WRITTEN REQUEST 1 ▸ In the article on Redis streams with NestJS, what mechanism does Redis use to make sure each message is processed only once?
WRITTEN REQUEST 2 ▸ Please carry on the article on Redis streams with NestJS from the point where it stops.

TEXT PROVIDED ▸
-----
Intro
This is part 3 of a 3-part series, where we will explore how to use Redis streams with NestJS.
It is structured in 3 parts:
- Part 1 - Setting up the NestJS application and connecting to Redis
- Part 2 - Populating Redis streams and reading from in fan-out mode
- Part 3 - Using consumer groups to handle one stream from multiple actors in a way that one message is sent to and processed only by a single actor (consumer)
By the end of this series, you will have the knowledge and tools necessary to create your own NestJS app that utilizes Redis streams to handle real-time data.
Full code is available on the github
What we have
In the previous parts, we created a NestJS application and connected it to the Redis server. Then, we implemented functionality for adding messages to the Redis stream and reading from it in a fan-out fashion. Finally, we looked at how we could use the Redis stream data structure for real-time data stream processing by continuously fetching messages from the Redis stream.
In this post, we will build upon this idea by using consumer groups, thus adding the ability for distributed data processing.
Understanding consumer groups
In Redis, consumer groups are a way to distribute messages or tasks across multiple consumers while ensuring that each message is processed only once.
When you have many messages to process, a single consumer might need help to keep up with the incoming message rate. You can create multiple consumer instances to share the workload in this scenario.
Redis consumer groups enable you to distribute messages to multiple consumers in a coordinated, fault-tolerant way.
Each consumer in the group is assigned a unique name and a subset of the stream's messages to process. Redis uses a mechanism called "message acknowledgment" to ensure that each message is processed only once, even if there are multiple consumers in the group.
-----
DATA LISTING ▸
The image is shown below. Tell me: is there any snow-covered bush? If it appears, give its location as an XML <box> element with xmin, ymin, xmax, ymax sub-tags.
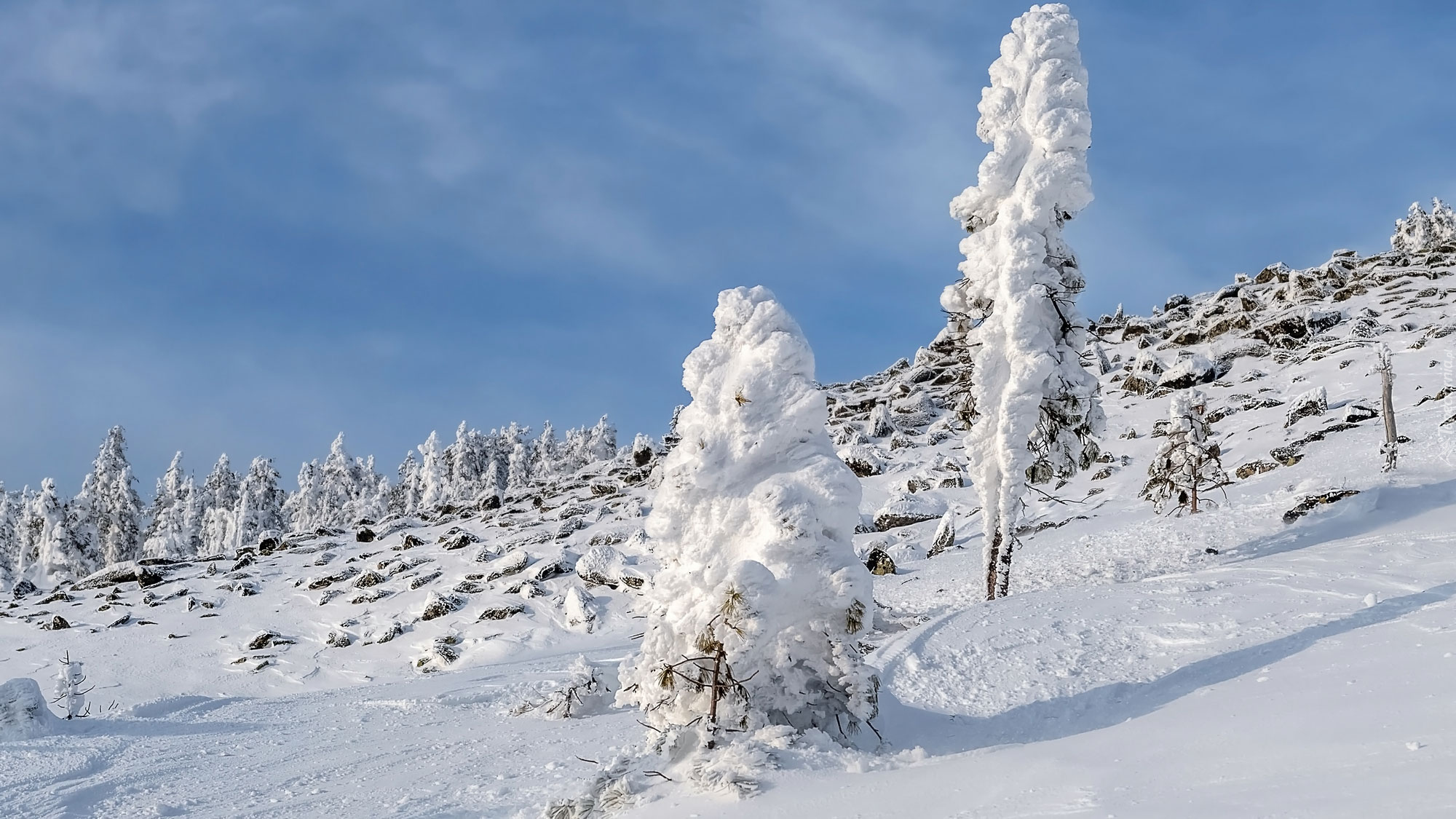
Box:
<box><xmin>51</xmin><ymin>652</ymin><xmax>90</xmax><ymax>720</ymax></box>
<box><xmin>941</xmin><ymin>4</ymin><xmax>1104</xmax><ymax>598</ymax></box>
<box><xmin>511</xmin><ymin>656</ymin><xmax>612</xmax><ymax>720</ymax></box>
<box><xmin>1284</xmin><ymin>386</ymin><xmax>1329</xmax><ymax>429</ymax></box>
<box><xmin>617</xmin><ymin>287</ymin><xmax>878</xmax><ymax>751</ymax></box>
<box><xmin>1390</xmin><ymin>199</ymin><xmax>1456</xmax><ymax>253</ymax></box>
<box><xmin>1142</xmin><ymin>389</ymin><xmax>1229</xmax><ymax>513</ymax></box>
-----
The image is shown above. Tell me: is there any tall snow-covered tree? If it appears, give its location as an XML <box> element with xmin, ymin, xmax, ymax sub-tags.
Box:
-----
RESPONSE 1 ▸ Redis uses a mechanism called "message acknowledgment."

RESPONSE 2 ▸
Using consumer groups
We used the XREAD command to fetch data from a stream. If we want to use consumer groups, we will need to use a different command - XREADGROUP. You can find general info on Redis Docs
Reading as a consumer
Let's create a method in RedisService for reading data in a consumer group manner:
// redis.service.ts
public async readConsumerGroup({
streamName,
group,
consumer,
blockMs,
count,
}: CosnumeStreamParams): Promise<RedisStreamMessage[] | null> {
let response: RedsXReadGroupResponse = null;
try {
response = await this.redis.xReadGroup(
commandOptions({ isolated: true }), // uses new connection from pool not to block other redis calls
group,
consumer,
{
key: streamName,
id: '>',
},
{ BLOCK: blockMs, COUNT: count },
);
} catch (error) {
if (error instanceof ClientClosedError) {
console.log(`${error.message} ...RECONNECTING`);
await this.connectToRedis();
return null;
}
if (error.message.includes('NOGROUP')) {
console.log(`${error.message} ...CREATING GROUP`);
await this.createConsumerGroup(streamName, group);
return null;
}
console.error(
`Failed to xReadGroup from Redis stream: ${error.message}`,
error,
);
return null;
}
const messages = response?.[0]?.messages; // returning first stream (since only 1 stream used)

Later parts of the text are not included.